_Exercise:_ Please retype the section of the low-carbon support text below word for word, starting at the words "As generating capacity" and stopping after "impressive cost reductions.".

━━ Quoted text

For further information on other low carbon and climate change support mechanisms, please refer to the ICE Climate change policy mechanisms5 briefing sheet which provides additional information on wider climate change support mechanisms including heat (Renewable Heat Incentive) and other demand side measures (e.g. the green deal).
As illustrated by Chart 2 below, the low-carbon support mechanisms outlined above have been undoubtedly successful in promoting the development of renewable energy generation in the UK (notably in Solar photovoltaics (PV) and Wind Energy, which have seen dramatic increases in production since the early 2000s). Renewables' contribution to the UK electricity mix has risen from about 2% in the early 1990s to approximately 25% in 20166. In fact, in 2015 low-carbon sources of energy provided a record 46% of UK electricity supply.
As generating capacity has increased, the low-carbon support mechanisms have also been highly successful at driving down the costs of renewable energy. Evidence of this dramatic price reduction is most notable in Solar PV where FiTs for small scale solar PV installation have fallen from a peak of 43p/kWh in 2011 to current rate of 4.1p/kWh. Other generating technologies such as Wind Energy (onshore and offshore) have also seen impressive cost reductions.
Critics of the low-carbon support mechanisms argue that the "strike price" does not reflect the true cost of energy since the intermittency of renewables places increased burden on other forms of energy generation which are still required as back-up to deal with intermittency of renewables. Another criticism levelled is that renewables, who have priority access onto the grid, are also distorting the wholesale market thus making it increasingly difficult for traditional thermal generation to compete.
The capacity market was introduced in 2014 as part of the Electricity Market Reform. The capacity market is the government's primary policy for ensuring security of electricity supply. It offers payments to power generators for being available to generate at certain times, and to demand response providers for being able to reduce electricity demand.

━━━━
━━ Supplied data

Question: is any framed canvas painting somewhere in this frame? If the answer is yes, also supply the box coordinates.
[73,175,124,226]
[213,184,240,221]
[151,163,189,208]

━━━━

_Task solution:_
As generating capacity has increased, the low-carbon support mechanisms have also been highly successful at driving down the costs of renewable energy. Evidence of this dramatic price reduction is most notable in Solar PV where FiTs for small scale solar PV installation have fallen from a peak of 43p/kWh in 2011 to current rate of 4.1p/kWh. Other generating technologies such as Wind Energy (onshore and offshore) have also seen impressive cost reductions.